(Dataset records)
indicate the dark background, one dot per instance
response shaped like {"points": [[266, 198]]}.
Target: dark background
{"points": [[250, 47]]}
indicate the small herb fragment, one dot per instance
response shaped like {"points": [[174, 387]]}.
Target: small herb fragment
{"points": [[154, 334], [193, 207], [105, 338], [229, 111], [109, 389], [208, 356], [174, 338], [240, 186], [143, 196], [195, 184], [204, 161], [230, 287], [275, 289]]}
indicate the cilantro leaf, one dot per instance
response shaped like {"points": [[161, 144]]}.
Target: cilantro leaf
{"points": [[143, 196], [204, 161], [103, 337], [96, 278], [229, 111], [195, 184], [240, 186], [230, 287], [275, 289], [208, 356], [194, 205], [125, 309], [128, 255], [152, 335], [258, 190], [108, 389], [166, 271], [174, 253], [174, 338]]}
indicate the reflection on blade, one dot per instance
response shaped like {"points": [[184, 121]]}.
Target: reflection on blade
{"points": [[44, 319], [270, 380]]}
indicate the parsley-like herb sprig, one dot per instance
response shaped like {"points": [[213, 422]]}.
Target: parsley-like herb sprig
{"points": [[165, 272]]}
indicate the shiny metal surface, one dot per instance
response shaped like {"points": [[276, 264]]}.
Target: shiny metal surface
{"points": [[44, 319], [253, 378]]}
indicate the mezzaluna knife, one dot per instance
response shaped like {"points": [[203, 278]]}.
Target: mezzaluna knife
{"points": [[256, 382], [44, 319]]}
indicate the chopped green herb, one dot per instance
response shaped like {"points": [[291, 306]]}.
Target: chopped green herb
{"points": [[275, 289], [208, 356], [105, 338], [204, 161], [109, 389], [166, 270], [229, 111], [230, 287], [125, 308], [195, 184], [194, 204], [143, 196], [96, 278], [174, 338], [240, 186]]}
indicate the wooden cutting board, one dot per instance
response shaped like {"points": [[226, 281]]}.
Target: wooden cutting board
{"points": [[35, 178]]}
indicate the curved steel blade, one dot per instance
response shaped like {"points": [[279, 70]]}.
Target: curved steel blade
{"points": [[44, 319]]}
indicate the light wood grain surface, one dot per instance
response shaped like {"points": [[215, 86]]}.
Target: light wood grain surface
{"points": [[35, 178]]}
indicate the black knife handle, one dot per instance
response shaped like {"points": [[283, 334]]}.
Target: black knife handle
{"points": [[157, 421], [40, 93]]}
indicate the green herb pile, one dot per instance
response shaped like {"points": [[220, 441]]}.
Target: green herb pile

:: WHAT YOU NEED TO DO ::
Of the lines above, copy each that contains "pile".

:: SOLUTION ::
indicate the green herb pile, one dot per instance
Target: green herb pile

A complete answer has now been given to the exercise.